TEXTO PARA LEITURA:
________________________________________

Brigadas à solta nas freguesias
Um dos projetos mais curiosos e mobilizadores são as “Brigadas Verdes”. Tratam-se de grupos informais compostos por vimaranenses de diferentes gerações, vinculados a paróquias, grupos de escuteiros, coletividades, clubes desportivos, IPSS’s, que saem à rua de colete amarelo no corpo e um discurso verde na boca.
Tanto participam na limpeza de terrenos como plantam árvores, como identificam focos de poluição ou sensibilizam moradores para a importância de adotarem hábitos verdes e tornarem-se eles próprios, individualmente, agentes da mudança. “A peça-chave de todo o processo é o cidadão.”
Dinamizadas pelas juntas de freguesia, as “Brigadas Verdes” são já 25. “O nosso objetivo é cobrir as 48 freguesias de Guimarães”, diz a vereadora. “Quanto mais próximo estivermos da comunidade, mais facilitado estará o trabalho de envolvimento e de responsabilização.”
Distrito C, de climaticamente neutro
A “Missão Cidades” possibilita que os participantes acedam a financiamento para alguns projetos. Guimarães já tem verba garantida (€1 milhão) para aplicar no “Distrito C”.
Trata-se de uma área junto à zona histórica, que está, neste momento, em processo de classificação com vista ao alargamento da zona classificada pela Unesco. Irá funcionar como “laboratório” para uma série de iniciativas na área da sustentabilidade ambiental.
“Este projeto do Distrito C é um compromisso com o carbono zero. Visa uma abordagem integrada nos domínios da energia, mobilidade e tratamento de resíduos.”
Outrora uma zona de referência da indústria dos curtumes, esta área foi requalificada no sentido de abrigar espaços voltados para o conhecimento. Hoje, ali localizam-se a Universidade das Nações Unidas, polos da Universidade do Minho, o Teatro Jordão, a pousada da juventude e “um complexo multifuncional na área da solidariedade social, com respostas ao nível de creches e de centros de dia”, diz a autarca.
O município tem também em vista a requalificação de uma antiga fábrica têxtil, onde irá funcionar a Escola de Engenharia Aeroespacial.
“Se este é um bairro onde temos vindo a trabalhar no domínio da cultura, da ciência, do conhecimento e da criatividade, queremos trabalhá-lo agora no sentido de ser um bairro climaticamente neutro”, diz Sofia Ferreira.
“Os projetos que aqui testarmos depois poderão ser replicados no restante território e servir de boa prática, não só em Portugal como a nível europeu.”
Para os subscritores do Pacto Climático, a conclusão do desafio está à distância de menos de sete anos, O objetivo antecipa em 20 anos aquele que a União Europeia estabeleceu para si própria.
Na Lei Europeia do Clima, a meta da neutralidade carbónica está colocada em 2050. O documento prevê que, entre 1990 e 2030, haja uma redução líquida de emissões de gases de efeito de estufa em pelo menos 55%.

________________________________________

MATERIAL DE BASE:
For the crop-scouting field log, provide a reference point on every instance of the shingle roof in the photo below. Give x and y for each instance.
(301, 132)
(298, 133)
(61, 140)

________________________________________

PROBLEMA CURTO 1: Enumere as estruturas que, de acordo com o texto sobre Guimarães, se localizam hoje na antiga zona dos curtumes onde funciona o Distrito C.
PROBLEMA CURTO 2: Segundo o texto sobre Guimarães, qual é a verba que o município já tem garantida para aplicar no Distrito C?
PROBLEMA CURTO 3: Retome o texto sobre Guimarães a partir da última frase apresentada, dando-lhe seguimento.

RESPOSTA DO EXERCÍCIO 1:
Universidade das Nações Unidas
Polos da Universidade do Minho
Teatro Jordão
Pousada da juventude
Complexo multifuncional na área da solidariedade social, com respostas ao nível de creches e de centros de dia

RESPOSTA DO EXERCÍCIO 2: O município tem garantido um milhão de euros (€1 milhão).

RESPOSTA DO EXERCÍCIO 3:
Neste esforço de descarbonização, o tecido empresarial desempenha um papel preponderante. Para a Mundifios, por exemplo, signatária do Pacto Climático, o desafio não intimida. Com sede em Guimarães, esta empresa que é o maior trader ibérico de fios têxteis tem uma estratégia de sustentabilidade há anos.
“Vamos continuar a convergir para um impacto a tender para o zero, em termos de neutralidade carbónica. O objetivo é sempre tentar fazer com que o impacto no clima daquilo que vamos fazendo seja o mais invisível possível”, diz ao Expresso Francisco Ribeiro, gestor de projetos da Mundifios.
O negócio de compra e venda de fios não é propriamente poluente, mas a empresa não relaxa na hora de optar por soluções. Quando da recente construção das novas instalações, recorreu a 16 mil pés de plantas, em vez de betão, para suster o talude. “Há uma filosofia de raiz de tentativa de conseguir criar o menos impacto possível no meio ambiente”, reforça Francisco Ribeiro.
Membro, desde 2019, da United Nations Global Compact, a maior iniciativa de sustentabilidade empresarial do mundo, a Mundifios está comprometida, neste âmbito, com uma carta de dez princípios relativos a quatro áreas: direitos humanos, trabalho, ambiente e combate à corrupção.
Foco em quatro “R’s”
Para qualquer município, o desafio da sustentabilidade implica fazer a espargata entre a diminuição da pegada ecológica e o desenvolvimento económico do território.
Guimarães, em concreto, optou por uma economia circular, assente nos conceitos “reduzir, reutilizar, recuperar e reciclar”, em detrimento do fim de vida dos materiais.
“Neste sentido, estamos a fazer o mapeamento dos resíduos têxteis, que permita servir de suporte ao sistema de recolha seletiva deste resíduo”, diz Sofia Ferreira.
A reconversão de têxteis pós-consumo é algo que faz sentido numa zona nobre da indústria têxtil como é Guimarães. Um projeto recente, deu frutos a vários níveis.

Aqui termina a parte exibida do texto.